• Input material:
== Segment start ==

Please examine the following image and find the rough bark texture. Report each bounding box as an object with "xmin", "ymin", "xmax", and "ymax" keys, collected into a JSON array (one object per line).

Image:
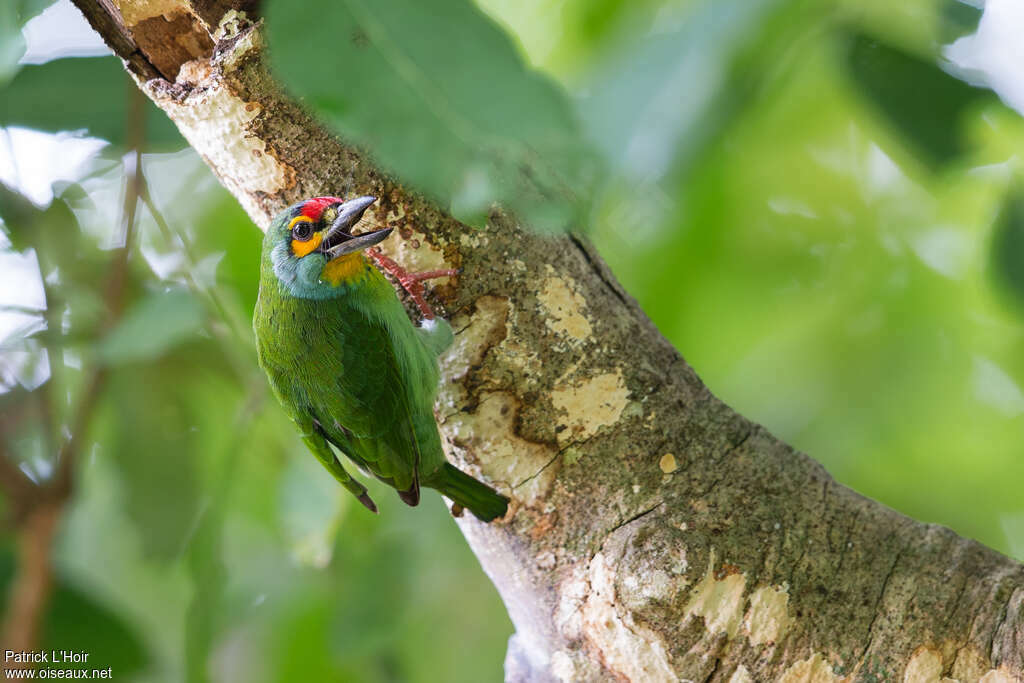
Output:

== Segment end ==
== Segment start ==

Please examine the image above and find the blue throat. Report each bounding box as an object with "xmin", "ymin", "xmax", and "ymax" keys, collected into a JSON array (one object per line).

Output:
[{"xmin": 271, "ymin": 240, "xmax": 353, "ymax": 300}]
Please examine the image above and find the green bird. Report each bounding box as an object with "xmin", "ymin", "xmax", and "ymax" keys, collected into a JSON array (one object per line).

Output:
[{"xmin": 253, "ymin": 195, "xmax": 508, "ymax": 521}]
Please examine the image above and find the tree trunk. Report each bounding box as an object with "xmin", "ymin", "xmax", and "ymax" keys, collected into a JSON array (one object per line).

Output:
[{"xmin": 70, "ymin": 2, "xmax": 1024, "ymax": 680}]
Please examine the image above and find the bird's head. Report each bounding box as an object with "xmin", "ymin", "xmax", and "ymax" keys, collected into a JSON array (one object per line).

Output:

== Segment end ==

• Assigned task: Scan the listing above for the word "Report" and copy every line that holds it.

• Result of the task:
Please examine the following image and find the rough bark texture. Report each bounding box as an object with "xmin", "ymin", "xmax", and "ymax" keys, collected into a JSON array (one object per line).
Please examine the image above and find the blue throat. Report each bounding box as an object with "xmin", "ymin", "xmax", and "ymax" keys, collected into a JSON array (one object per line).
Please examine the image above and find the green bird. Report each bounding box as an object with "xmin", "ymin", "xmax", and "ymax" keys, collected into a JSON array (one object per line).
Please examine the image above and find the tree trunk. Report each bounding box as an object with "xmin", "ymin", "xmax", and "ymax" keys, collected into a JSON array (one object per line).
Please examine the image above and find the bird's head. Report each bounding box as an object with "xmin", "ymin", "xmax", and "ymax" keys, collected into a JSON array (one object per line).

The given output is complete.